- Raw records:
= = =
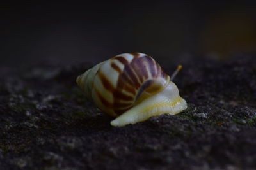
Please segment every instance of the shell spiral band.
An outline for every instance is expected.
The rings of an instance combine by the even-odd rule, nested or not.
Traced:
[[[181,66],[173,74],[172,80]],[[177,86],[159,64],[141,53],[123,53],[102,62],[76,79],[88,99],[124,126],[186,109]]]

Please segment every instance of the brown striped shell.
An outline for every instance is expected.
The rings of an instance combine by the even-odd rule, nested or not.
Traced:
[[[79,76],[79,86],[105,113],[118,117],[165,87],[169,76],[150,56],[123,53]]]

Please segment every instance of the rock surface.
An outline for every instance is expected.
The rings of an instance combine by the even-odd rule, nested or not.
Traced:
[[[1,169],[255,169],[253,57],[184,62],[174,82],[188,109],[124,127],[76,85],[90,64],[1,68]]]

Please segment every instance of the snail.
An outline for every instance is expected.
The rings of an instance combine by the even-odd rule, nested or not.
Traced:
[[[186,109],[177,87],[149,55],[122,53],[102,62],[76,79],[86,97],[103,112],[116,117],[113,126],[124,126],[164,113]]]

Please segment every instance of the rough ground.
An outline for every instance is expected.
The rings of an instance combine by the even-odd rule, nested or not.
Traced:
[[[1,68],[0,169],[255,169],[253,57],[182,63],[188,108],[124,127],[77,87],[90,64]]]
= = =
- Exercise instructions:
Write out the listing above again, exactly, but with no pictures in the copy.

- In response:
Please segment every instance of the shell spiral band.
An outline for every instance is expected.
The rings of an instance combine by the even-odd rule, nested or not.
Traced:
[[[181,66],[173,74],[172,80]],[[177,86],[159,64],[141,53],[123,53],[102,62],[76,79],[88,99],[124,126],[186,109]]]

Please segment every instance of the brown striped shell.
An outline for every instance is expected.
The rings of an instance combine by the even-odd rule, nested or not.
Traced:
[[[79,76],[79,86],[105,113],[118,117],[165,87],[169,76],[150,56],[123,53]]]

Please segment every instance of the rock surface.
An outline for every instance is expected.
The rings of an instance combine by the even-odd rule, nested or not.
Traced:
[[[1,169],[255,169],[253,57],[184,62],[174,82],[188,109],[124,127],[76,85],[90,64],[1,68]]]

Please segment every instance of the snail.
An outline for every instance is expected.
The rings of an instance combine by the even-odd rule, nested or not.
Traced:
[[[186,109],[177,87],[149,55],[122,53],[102,62],[76,79],[86,97],[103,112],[116,117],[113,126],[124,126],[164,113]]]

Please segment every instance of the rough ground.
An outline for every instance is expected.
The rings of an instance combine by the even-odd rule, nested or not.
Traced:
[[[1,68],[0,169],[255,169],[253,57],[182,63],[188,108],[124,127],[77,87],[90,64]]]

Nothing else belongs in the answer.